* **Given request 1**
List every word that the post on the twins' criss-crossing trips writes entirely in capital letters, leaving out the pronoun I.

===== Source document =====

I'll address your points in a later post, but first let me run this simple 
new case by you.

Imagine the symmetric trips of the twins continually criss cross each other 
at 1 second intervals (of their own proper clocks) for the duration of the 
entire trip.

At each 1 second meeting I'm sure you would agree their proper times are in 
a 1:1 correlation so their proper times are in a 1:1 correlation every 
second of the duration of the trip and both twins agree on that.

There is a 1:1 correlation of proper age clocks at the criss crosses 
because they are in "the same point of space and time" by your operational 
reflected light definition AND they both compute both their 1 second proper 
time intervals since the last criss cross as the same invariant number as 
PROPER TIMES READS 1 SECOND INTERVALS which in itself ensures the 1:1 
correlation of proper times.

Now just take the limit of that and imagine a vanishingly small interval 
for the criss crosses. If we do that then clearly we can say the twins have 
a 1:1 correlation of their proper ages at EVERY MOMENT during the entire 
trip to any limit of accuracy we wish.

===== Records for the task =====

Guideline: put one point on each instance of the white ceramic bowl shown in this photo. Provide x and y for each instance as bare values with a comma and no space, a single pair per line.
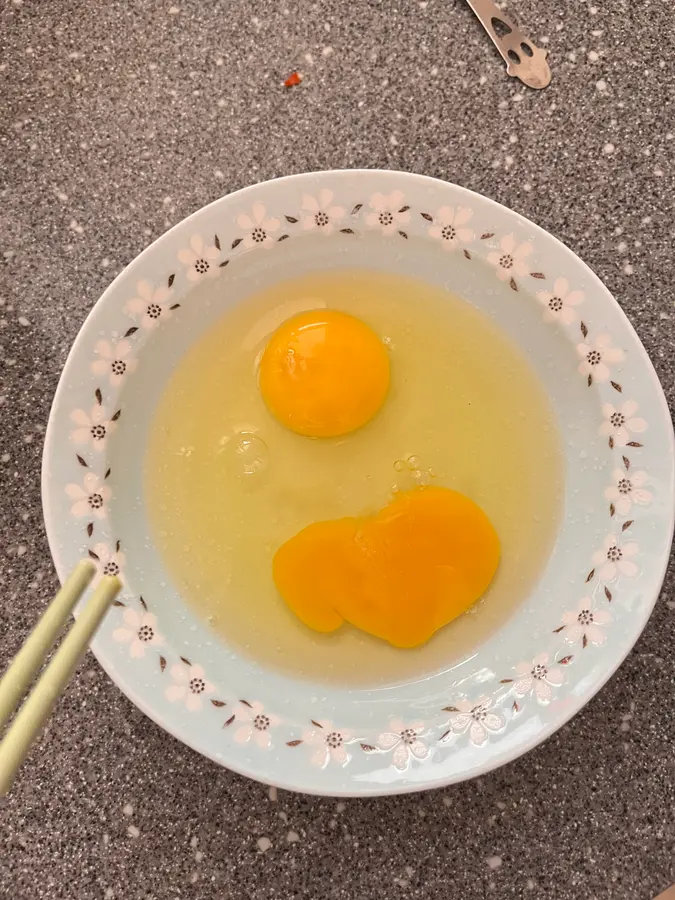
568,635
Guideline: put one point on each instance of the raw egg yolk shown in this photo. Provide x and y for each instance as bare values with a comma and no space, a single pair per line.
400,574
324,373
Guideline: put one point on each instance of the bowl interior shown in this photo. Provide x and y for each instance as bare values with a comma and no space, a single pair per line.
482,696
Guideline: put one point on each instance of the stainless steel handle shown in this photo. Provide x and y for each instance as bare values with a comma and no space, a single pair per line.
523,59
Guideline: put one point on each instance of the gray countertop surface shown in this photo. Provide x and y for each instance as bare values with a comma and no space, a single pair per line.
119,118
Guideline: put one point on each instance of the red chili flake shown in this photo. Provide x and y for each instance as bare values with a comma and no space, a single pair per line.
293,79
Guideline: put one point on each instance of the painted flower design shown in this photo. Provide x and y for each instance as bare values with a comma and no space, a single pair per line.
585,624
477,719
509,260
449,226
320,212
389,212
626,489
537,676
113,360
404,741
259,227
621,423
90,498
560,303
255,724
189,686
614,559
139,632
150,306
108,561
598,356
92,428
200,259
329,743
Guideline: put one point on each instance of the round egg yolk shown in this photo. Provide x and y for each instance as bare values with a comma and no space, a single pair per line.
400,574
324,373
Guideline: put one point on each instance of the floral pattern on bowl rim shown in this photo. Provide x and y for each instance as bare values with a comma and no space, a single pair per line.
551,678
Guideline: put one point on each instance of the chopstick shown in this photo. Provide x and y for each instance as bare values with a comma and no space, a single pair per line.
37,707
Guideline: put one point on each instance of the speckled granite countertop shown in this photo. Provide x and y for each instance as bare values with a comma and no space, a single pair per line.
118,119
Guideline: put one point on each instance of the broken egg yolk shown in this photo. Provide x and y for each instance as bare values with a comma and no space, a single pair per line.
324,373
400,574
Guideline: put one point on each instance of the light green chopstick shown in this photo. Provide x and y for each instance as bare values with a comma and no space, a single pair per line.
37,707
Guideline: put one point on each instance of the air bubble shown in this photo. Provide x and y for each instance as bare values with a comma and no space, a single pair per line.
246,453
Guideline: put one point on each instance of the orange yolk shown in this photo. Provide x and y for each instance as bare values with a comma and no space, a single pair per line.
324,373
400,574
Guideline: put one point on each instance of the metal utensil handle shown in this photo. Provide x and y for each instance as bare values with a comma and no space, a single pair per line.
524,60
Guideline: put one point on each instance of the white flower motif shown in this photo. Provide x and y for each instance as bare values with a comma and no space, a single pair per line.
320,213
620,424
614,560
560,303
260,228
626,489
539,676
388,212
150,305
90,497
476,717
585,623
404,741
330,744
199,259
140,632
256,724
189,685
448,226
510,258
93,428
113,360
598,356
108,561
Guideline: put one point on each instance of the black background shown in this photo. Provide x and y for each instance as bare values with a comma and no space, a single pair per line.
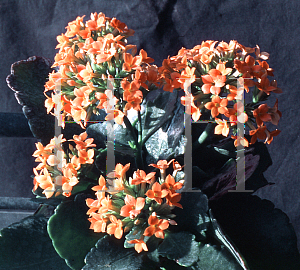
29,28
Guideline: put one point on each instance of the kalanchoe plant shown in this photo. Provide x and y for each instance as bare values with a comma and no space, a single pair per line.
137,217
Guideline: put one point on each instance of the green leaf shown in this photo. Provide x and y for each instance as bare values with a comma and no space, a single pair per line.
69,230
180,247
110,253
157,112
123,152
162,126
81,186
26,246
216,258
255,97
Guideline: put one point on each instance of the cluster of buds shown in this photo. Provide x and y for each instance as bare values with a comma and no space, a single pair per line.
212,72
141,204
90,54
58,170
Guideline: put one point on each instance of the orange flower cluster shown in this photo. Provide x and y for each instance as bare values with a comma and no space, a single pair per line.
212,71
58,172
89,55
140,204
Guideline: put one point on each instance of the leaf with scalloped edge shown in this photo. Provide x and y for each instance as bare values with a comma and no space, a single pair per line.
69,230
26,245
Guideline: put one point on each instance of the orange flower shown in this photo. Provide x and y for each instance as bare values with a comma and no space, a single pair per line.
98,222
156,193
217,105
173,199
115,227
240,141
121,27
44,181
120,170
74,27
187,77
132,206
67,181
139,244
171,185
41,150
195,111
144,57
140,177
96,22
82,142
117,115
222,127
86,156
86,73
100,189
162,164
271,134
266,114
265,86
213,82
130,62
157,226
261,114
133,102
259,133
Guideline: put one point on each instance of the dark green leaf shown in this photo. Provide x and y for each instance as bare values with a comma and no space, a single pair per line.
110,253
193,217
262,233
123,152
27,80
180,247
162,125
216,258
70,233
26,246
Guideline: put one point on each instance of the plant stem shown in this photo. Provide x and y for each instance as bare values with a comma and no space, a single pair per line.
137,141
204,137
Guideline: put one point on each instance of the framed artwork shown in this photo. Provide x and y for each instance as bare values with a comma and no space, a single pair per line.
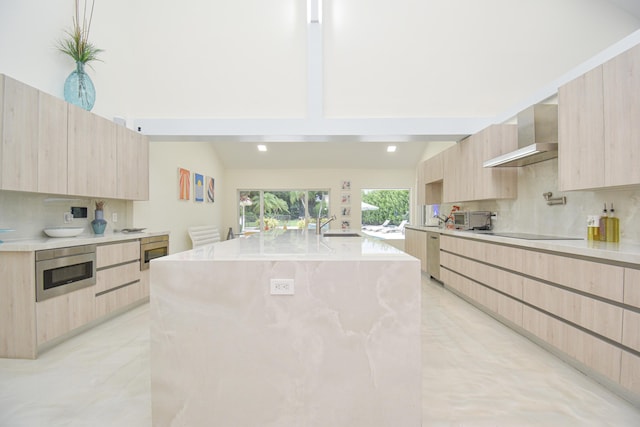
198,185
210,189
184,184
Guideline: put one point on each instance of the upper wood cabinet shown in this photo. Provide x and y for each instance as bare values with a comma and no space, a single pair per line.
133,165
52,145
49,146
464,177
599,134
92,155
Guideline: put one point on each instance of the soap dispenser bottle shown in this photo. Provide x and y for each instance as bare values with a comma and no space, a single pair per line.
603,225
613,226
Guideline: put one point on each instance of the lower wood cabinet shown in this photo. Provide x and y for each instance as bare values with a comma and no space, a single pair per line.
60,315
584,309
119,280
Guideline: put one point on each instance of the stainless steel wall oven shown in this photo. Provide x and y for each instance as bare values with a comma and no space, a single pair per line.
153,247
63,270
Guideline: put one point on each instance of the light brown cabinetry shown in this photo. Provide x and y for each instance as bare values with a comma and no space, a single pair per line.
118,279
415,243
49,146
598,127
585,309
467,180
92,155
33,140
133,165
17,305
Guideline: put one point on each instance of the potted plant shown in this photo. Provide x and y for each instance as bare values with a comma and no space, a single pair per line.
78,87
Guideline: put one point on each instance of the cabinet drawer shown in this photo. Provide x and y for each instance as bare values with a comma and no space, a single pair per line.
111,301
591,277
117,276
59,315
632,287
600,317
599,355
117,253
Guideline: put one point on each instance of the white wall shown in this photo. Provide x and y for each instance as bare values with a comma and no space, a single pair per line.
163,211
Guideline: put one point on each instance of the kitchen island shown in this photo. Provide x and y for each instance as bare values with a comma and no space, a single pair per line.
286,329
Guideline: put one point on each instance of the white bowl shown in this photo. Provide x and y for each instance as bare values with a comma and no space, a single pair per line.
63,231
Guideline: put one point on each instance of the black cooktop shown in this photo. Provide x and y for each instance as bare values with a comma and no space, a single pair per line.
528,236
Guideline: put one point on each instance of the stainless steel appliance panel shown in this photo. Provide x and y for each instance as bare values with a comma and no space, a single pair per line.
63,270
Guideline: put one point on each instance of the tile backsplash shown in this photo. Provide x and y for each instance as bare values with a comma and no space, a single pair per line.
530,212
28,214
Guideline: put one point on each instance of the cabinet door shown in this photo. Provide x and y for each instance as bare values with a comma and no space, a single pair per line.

=====

* **Given request 2**
Edit the records from the line containing "Guideline: put one point on each instance of the black cooktop" through the end of the records, replacing "tile backsplash" with "brick backsplash" and leaving all else unchanged. Return only those lines.

* **Correct output 1**
AND
PROPER
TIMES
READS
SECOND
INTERVALS
EVERY
MOMENT

* **Correct output 2**
Guideline: put one point on each instance of the black cooktop shown in this photo. Provide x and y for each instance as bare values with a comma and no space, a single pair per line.
528,236
Guideline: put one point on each instance of the stainless steel appliance panel shown in this photo. Provide x and y for each instance as bare values with a comma and no space, a single pair per line.
63,270
Guideline: put one point on each instance of the brick backsplash shown in this photo. Provide x and y for each instance as bare values with a comma and no space, a single pair per line.
530,212
28,214
Guideline: put one point on each instance of the cabinet door shown in this photo. Provide x and y for each instance as bare values with a comma and no space, a single pair per line.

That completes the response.